**Task requirements:** Below are entries. Pull out all lines containing "puffy".
Entries shown Start Marker
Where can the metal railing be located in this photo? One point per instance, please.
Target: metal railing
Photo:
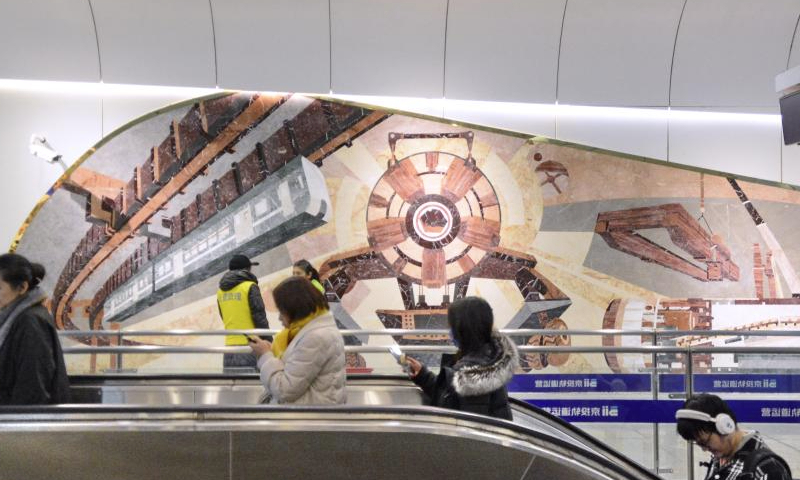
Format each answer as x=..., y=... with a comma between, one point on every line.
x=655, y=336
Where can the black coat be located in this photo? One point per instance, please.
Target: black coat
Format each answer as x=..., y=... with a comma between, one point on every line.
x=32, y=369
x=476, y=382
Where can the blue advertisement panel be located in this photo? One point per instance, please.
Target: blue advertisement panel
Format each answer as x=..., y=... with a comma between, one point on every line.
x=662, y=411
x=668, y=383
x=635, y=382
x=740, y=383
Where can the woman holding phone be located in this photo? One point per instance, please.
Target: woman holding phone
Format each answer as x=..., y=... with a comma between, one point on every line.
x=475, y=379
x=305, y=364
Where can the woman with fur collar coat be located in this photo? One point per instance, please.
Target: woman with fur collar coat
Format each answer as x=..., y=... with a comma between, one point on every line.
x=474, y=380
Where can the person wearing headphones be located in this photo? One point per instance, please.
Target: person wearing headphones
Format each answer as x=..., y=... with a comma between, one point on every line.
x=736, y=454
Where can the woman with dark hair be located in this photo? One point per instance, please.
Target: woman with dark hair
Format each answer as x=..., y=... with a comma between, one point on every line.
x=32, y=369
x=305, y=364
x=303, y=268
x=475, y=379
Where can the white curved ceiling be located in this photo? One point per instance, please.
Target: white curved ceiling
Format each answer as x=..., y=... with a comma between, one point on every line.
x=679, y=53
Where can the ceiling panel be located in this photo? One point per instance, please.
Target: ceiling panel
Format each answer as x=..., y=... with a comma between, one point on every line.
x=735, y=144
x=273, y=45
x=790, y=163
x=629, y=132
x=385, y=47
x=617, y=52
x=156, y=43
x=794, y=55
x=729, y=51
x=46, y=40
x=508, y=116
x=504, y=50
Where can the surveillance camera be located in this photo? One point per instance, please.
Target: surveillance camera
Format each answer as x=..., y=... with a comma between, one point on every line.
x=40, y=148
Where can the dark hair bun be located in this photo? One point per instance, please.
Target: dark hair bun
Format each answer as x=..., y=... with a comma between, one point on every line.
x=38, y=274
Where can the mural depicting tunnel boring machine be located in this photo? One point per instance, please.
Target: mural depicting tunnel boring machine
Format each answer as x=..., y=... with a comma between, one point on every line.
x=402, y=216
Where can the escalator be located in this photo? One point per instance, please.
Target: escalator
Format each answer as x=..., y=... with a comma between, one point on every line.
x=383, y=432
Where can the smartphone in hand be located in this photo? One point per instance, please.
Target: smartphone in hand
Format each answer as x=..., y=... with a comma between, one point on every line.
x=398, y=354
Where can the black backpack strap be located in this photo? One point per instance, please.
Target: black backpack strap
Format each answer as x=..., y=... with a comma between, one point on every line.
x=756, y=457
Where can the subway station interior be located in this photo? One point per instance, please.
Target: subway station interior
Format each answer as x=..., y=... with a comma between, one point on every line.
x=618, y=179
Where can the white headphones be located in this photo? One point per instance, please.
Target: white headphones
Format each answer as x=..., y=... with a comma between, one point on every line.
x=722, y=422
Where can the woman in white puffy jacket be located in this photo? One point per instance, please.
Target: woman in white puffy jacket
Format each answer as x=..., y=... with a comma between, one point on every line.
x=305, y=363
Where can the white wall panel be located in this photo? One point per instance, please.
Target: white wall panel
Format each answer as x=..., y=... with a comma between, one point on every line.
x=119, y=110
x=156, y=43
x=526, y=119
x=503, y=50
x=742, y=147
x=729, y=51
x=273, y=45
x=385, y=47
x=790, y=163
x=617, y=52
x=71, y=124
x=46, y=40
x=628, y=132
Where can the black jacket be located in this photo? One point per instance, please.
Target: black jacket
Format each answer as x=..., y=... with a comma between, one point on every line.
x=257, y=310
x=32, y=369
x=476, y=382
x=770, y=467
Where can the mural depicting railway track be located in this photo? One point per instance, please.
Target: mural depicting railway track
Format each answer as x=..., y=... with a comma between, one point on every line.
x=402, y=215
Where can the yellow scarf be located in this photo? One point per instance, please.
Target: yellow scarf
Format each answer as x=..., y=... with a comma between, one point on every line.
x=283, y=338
Entries shown End Marker
Entries shown Start Marker
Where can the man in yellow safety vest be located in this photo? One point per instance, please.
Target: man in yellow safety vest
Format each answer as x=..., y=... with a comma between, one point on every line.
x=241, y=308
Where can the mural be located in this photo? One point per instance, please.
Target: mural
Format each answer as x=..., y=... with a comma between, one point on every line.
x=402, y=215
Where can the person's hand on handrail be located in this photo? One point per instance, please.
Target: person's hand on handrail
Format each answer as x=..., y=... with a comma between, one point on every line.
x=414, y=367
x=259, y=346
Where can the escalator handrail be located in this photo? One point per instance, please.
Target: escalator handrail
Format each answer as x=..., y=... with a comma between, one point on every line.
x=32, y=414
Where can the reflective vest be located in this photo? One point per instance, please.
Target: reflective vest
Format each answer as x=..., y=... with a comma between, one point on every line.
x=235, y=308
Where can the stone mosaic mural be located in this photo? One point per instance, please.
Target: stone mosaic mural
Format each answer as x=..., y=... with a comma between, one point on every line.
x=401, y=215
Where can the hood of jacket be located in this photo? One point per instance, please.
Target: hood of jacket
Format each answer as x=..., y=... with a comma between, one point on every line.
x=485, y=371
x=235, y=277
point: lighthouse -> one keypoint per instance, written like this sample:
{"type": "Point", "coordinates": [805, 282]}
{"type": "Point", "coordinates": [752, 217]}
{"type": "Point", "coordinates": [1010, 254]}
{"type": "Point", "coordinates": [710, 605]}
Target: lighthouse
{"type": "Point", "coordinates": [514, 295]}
Entries shown End Marker
Entries shown Start Marker
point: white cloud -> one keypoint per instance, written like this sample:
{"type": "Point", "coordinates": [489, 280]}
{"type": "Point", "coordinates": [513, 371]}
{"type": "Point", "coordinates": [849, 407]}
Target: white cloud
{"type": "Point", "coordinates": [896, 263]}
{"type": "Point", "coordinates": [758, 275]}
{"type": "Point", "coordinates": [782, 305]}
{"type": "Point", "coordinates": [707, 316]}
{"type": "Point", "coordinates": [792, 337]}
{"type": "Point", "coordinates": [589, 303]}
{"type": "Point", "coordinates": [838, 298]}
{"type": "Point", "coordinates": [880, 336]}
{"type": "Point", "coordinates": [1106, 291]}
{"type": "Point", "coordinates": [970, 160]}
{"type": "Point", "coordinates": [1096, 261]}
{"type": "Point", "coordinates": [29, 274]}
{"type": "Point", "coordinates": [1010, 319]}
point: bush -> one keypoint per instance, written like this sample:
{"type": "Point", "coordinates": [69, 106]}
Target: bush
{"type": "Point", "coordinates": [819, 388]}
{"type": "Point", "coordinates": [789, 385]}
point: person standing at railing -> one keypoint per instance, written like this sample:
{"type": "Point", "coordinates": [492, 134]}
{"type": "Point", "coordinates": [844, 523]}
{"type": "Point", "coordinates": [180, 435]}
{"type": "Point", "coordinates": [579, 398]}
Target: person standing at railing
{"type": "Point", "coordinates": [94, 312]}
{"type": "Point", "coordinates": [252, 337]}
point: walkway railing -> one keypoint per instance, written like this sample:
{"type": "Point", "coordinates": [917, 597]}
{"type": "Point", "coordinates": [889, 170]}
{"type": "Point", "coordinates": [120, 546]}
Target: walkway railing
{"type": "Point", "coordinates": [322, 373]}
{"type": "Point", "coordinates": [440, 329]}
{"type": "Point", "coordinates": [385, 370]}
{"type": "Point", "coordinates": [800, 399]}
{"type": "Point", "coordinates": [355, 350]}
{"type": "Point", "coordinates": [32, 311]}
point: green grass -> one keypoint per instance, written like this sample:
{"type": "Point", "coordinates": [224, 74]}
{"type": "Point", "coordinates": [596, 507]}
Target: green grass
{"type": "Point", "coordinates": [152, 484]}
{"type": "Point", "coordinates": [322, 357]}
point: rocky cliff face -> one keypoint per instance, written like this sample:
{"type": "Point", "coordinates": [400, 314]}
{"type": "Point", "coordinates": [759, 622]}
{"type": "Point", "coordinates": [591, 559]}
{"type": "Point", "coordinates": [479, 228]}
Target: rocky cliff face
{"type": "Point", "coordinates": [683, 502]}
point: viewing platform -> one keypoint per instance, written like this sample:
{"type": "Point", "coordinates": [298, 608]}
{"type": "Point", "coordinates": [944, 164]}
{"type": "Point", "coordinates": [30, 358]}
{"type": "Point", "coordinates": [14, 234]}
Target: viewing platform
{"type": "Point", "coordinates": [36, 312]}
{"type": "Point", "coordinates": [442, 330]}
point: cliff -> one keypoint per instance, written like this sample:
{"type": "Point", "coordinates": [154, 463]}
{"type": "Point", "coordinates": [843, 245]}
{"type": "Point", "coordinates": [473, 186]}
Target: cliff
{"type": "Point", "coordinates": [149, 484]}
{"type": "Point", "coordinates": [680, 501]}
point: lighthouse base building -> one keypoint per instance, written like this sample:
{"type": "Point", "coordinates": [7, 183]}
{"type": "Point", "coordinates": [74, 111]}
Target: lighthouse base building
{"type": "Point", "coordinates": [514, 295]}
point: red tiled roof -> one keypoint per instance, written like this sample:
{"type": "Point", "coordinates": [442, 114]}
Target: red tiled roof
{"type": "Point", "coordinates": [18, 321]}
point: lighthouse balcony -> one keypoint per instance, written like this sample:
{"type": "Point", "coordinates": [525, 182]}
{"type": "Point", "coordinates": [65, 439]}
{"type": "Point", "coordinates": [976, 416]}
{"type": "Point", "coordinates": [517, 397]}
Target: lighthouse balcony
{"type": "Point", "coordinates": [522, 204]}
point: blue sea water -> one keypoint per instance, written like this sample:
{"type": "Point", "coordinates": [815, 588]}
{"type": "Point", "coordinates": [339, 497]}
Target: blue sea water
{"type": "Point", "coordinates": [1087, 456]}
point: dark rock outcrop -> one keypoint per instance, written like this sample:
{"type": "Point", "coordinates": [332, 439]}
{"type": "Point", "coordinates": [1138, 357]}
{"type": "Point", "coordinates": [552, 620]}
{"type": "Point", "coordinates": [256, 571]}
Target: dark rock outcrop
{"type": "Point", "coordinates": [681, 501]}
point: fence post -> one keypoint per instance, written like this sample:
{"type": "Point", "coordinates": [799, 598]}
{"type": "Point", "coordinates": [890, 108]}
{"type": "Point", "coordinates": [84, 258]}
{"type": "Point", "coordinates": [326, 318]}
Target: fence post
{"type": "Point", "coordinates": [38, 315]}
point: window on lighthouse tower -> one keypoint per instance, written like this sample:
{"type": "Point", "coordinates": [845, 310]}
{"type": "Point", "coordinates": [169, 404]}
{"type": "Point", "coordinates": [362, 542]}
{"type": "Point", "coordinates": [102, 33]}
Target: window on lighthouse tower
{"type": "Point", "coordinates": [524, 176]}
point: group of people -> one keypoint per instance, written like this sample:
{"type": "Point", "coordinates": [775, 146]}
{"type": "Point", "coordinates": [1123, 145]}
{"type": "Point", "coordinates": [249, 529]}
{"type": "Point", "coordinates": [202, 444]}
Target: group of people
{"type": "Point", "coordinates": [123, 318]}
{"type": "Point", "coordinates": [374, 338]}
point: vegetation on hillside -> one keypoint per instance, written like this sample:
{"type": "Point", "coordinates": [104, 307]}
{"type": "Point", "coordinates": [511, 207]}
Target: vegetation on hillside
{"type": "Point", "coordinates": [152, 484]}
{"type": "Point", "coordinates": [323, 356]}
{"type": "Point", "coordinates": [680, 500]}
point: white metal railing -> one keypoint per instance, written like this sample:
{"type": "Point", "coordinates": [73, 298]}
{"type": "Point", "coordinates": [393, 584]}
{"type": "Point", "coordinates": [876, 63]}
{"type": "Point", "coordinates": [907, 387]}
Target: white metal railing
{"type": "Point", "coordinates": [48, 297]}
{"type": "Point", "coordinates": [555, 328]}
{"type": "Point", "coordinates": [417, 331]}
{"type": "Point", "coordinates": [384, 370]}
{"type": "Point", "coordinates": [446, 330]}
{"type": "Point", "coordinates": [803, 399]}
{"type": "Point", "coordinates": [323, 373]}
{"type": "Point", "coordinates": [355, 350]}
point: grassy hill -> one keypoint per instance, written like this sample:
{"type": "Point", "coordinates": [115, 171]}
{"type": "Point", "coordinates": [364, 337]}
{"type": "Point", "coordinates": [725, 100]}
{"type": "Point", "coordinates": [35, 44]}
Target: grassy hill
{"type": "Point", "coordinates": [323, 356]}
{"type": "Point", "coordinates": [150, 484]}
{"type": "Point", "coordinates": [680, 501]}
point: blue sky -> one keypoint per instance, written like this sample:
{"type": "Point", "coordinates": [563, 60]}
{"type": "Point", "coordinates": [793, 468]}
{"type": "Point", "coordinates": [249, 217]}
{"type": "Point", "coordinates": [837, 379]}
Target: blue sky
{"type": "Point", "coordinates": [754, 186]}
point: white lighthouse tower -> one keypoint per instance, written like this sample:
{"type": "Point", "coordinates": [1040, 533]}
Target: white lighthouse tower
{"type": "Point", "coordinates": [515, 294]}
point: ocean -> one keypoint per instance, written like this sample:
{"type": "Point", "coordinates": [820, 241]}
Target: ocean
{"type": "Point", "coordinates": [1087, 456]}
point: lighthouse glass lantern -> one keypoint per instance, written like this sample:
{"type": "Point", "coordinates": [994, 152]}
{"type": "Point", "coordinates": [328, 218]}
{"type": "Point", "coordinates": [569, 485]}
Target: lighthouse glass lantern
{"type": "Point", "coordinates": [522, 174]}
Entries shown End Marker
**Response to this task:**
Where can the woman in white puffy jacket be located in this photo? One point per instance, please.
Target: woman in white puffy jacket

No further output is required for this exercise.